- _TASK_: In the grief post below, take the part that opens with the words "I noticed a" and closes with "isn’t true though.", and write it out again with "complete peace" swapped for "perfect calm".

- _SUPPLIED PASSAGE_:
.....

Slow and Steady

 

It’s been six months and a week or so since my Dad passed away.

Just after school ended last May, I packed a large suitcase and took my kids to Montana for six weeks.  We’ve been home for almost three weeks now, and oddly it feels almost as if we never left Mississippi.  More about that trip later.

I noticed a few changes in my outlook and wanted to document them.  I still look for the stories of others, not in a systematic way, but in the way a person wants something and having seen it they recognize it.   I’m tempted to philosophize and reassure any readers that everything is good and looking up, that I am at complete peace.  This isn’t true though.

My path has always been one of steady plodding even prior to the greatest grief of my life.  Great leaps ahead rarely happen, but if my subjective assessment is correct, I’m still moving forward rather than back.

In the first months, I couldn’t look at pictures of my Dad.  I didn’t want to gaze at his image on paper or online remembering him.  It was a mockery, like a taunt, “See here! This is the only tangible way to see him now.”  But lately I have looked at pictures and found comfort.  I don’t have any pictures of him set up in my house where I will glance at them throughout the day; rather I see him randomly either in my photos on my phone or in a few snapshots that thankfully were printed.

.....

- _RECORDS PROVIDED_:
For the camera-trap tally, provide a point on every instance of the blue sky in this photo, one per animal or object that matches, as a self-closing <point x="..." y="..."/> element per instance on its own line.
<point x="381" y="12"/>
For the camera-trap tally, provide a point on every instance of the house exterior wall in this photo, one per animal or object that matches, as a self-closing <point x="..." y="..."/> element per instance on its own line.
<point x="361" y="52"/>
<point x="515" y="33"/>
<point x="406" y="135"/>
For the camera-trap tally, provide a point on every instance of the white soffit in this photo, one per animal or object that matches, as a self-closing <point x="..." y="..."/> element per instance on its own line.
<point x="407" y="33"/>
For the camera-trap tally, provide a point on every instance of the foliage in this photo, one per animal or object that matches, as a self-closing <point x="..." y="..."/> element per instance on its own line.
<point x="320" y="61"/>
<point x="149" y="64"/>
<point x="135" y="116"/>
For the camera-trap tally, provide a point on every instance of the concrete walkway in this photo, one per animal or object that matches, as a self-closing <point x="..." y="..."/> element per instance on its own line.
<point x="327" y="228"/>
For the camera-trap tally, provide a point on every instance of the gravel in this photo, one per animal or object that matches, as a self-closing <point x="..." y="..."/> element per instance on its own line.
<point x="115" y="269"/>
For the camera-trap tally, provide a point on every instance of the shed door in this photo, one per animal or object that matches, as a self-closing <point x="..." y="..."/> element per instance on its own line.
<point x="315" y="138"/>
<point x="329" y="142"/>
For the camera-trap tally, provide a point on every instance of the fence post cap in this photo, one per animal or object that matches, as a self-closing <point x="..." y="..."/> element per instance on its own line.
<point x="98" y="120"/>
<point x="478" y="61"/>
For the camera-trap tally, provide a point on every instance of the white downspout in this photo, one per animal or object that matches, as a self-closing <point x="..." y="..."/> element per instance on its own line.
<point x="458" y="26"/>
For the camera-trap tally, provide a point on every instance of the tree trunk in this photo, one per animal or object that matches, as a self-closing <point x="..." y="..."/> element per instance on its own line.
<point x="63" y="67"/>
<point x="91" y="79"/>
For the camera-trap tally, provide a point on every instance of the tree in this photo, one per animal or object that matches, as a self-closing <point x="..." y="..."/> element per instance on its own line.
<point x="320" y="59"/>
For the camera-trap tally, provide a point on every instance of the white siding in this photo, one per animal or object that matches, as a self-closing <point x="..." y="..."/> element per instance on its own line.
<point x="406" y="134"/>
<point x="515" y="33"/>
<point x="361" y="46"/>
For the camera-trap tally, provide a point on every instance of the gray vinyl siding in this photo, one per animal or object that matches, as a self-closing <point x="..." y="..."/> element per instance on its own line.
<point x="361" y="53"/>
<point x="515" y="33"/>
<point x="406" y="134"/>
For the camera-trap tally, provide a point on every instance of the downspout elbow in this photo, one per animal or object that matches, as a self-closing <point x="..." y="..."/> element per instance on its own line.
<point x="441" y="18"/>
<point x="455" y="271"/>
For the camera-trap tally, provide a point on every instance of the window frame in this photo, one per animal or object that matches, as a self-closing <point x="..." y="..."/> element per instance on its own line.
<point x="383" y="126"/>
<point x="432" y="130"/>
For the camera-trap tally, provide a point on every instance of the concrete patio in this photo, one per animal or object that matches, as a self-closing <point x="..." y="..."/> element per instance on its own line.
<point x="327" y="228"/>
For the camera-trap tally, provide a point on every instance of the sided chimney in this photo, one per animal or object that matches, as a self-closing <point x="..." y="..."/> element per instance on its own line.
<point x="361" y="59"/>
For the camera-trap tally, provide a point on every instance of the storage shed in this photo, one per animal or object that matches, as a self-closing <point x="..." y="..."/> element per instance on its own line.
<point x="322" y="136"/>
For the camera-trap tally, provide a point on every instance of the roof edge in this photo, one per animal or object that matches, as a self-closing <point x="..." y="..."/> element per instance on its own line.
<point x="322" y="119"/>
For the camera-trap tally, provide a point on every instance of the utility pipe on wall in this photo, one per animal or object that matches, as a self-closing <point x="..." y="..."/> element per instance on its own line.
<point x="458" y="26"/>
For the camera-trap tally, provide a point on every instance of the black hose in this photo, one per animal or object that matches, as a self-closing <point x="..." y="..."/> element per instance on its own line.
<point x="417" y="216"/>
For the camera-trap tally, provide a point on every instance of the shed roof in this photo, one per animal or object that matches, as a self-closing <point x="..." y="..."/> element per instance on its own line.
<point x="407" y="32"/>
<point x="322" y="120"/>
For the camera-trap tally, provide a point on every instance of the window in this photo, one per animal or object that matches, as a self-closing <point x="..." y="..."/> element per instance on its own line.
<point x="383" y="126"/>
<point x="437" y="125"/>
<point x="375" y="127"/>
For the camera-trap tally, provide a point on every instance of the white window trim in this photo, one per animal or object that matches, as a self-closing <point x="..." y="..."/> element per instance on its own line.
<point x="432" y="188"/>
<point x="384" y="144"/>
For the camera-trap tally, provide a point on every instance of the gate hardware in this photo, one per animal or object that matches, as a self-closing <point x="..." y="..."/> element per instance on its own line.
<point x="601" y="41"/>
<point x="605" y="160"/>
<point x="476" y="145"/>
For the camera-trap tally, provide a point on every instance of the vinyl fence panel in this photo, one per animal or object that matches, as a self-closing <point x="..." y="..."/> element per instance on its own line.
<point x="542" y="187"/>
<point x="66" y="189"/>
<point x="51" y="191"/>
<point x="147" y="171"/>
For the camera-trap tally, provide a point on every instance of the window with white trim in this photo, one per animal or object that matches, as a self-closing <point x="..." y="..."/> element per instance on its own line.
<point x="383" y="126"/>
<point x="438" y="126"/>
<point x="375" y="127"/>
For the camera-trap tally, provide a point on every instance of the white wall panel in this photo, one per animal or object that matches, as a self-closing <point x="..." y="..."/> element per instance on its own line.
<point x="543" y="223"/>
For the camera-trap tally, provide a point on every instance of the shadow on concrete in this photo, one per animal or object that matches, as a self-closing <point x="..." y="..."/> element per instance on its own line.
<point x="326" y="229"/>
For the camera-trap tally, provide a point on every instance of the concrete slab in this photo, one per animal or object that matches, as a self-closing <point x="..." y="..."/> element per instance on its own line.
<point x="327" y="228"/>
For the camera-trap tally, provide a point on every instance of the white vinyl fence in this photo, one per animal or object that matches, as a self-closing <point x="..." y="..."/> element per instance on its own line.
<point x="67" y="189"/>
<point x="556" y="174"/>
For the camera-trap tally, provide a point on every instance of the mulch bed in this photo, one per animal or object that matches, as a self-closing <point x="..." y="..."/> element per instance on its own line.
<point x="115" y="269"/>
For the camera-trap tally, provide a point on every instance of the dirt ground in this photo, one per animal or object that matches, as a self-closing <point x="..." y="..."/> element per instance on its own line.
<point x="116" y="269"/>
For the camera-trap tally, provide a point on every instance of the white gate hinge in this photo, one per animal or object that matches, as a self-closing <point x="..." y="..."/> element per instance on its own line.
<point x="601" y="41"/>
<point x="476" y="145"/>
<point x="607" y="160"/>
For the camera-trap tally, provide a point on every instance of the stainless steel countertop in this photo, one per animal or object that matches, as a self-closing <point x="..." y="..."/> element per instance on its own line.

.....

- _ANSWER TO THIS TASK_:
I noticed a few changes in my outlook and wanted to document them.  I still look for the stories of others, not in a systematic way, but in the way a person wants something and having seen it they recognize it.   I’m tempted to philosophize and reassure any readers that everything is good and looking up, that I am at perfect calm.  This isn’t true though.